* [Consigne A]: Dressez la liste de tous les lieux (villes, régions, pays) désignés par un nom propre dans l'extrait du texte, sans compter le titre « Charte d'Alger ». Chaque lieu ne doit figurer qu'une fois.

* [Extrait du texte]:
━━━━━━━━━━
Passe par El Kantara. Avant Biskra, sur une route déserte, un camion en panne, dont j'emmène le chauffeur à Biskra,. La réunion a lieu dans la Maison des Enseignants Coopérants : atmosphère peu sympathique; on discute surtout de traitements, d'avancements, on critique, on se plaint, un vrai condensé de la France. Retour à Arris à travers l'Aurès nocturne : impression de grandeur incomparable.

Jeudi, 8 .12. Tous les jeudis, les coopérants français donnent des cours aux jeunes enseignants algériens (moniteurs utilisés dans l'enseignement primaire et dont le niveau varie entre le certificat d'études et le brevet). Ces cours sont nommés Chantiers Culturels, auxquels d'ailleurs tout jeune Algérien, de n'importe qu'elle profession, peut participer. Personnellement, je donne un cours de français, que je commence aujourd'hui. Cela a lieu dans les locaux du Collège d'Enseignement Général, un beau bâtiment tout neuf, aux salles propres et claires (ça me change un peu de mon CEA poussiéreux), situé en-dehors du centre de l'agglomération. Mes auditeurs : des moniteurs d'écoles primaires qui viennent de tous les coins de l'arrondissement d'Arris, des hameaux les plus perdus dans la montagne. Au menu de ce premier cours : une explication de texte sur un extrait de la Charte d'Alger (le programme du
FLN). Qui aurait pensé en 1958 que le troufion français P.K. reviendrait quelques années plus tard en Algérie expliquer aux jeunes de ce pays le programme du FLN? Que tout change vite sur cette terre! Dialogue intéressant sur les problèmes algériens, dialogue qu'il faut conduire avec tact et largeur d'esprit.
━━━━━━━━━━
* [Données fournies]:
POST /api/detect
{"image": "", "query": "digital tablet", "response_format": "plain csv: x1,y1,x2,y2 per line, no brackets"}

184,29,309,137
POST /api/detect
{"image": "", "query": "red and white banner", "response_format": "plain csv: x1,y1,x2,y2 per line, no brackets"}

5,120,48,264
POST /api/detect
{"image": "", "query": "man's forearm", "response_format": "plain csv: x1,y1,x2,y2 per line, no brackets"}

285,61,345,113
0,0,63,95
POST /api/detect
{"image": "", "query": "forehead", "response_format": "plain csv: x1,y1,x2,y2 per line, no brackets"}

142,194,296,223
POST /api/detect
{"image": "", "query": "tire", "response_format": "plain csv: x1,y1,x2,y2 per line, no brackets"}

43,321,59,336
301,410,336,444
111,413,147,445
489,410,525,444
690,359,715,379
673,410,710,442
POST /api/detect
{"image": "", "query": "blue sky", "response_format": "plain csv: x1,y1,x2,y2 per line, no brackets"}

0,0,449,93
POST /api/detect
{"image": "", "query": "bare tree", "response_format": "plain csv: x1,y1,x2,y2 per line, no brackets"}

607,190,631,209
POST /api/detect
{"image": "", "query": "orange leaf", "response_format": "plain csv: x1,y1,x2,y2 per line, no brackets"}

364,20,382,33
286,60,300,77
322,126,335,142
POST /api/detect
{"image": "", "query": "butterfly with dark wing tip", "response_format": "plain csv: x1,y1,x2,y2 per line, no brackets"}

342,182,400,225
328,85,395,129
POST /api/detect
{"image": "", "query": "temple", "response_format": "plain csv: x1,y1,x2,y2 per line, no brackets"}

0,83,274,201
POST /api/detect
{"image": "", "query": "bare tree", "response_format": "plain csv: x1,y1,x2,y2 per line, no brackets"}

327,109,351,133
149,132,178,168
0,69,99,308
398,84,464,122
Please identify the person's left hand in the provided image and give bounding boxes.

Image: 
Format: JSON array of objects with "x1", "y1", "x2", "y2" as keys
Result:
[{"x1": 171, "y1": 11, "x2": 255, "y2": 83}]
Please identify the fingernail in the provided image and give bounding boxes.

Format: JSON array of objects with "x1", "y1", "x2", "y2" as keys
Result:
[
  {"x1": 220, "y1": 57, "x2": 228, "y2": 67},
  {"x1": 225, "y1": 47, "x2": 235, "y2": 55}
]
━━━━━━━━━━
* [Consigne B]: Veuillez redonner toutes les lignes des entrées, depuis celle qui contient « Please identify the person's » jusqu'à la fin des entrées, les deux bornes comprises et les consignes incluses. Mettez à l'échelle les coordonnées des réponses en les multipliant par 1,55 et arrondissez chacune à l'entier, les demis vers le haut.

* [Résultat final A]:
El Kantara
Biskra
Arris
l'Aurès
la France
l'Algérie

* [Résultat final B]:
Please identify the person's left hand in the provided image and give bounding boxes.

Image: 
Format: JSON array of objects with "x1", "y1", "x2", "y2" as keys
Result:
[{"x1": 265, "y1": 17, "x2": 395, "y2": 129}]
Please identify the fingernail in the provided image and give bounding boxes.

Format: JSON array of objects with "x1", "y1", "x2", "y2" as keys
Result:
[
  {"x1": 341, "y1": 88, "x2": 353, "y2": 104},
  {"x1": 349, "y1": 73, "x2": 364, "y2": 85}
]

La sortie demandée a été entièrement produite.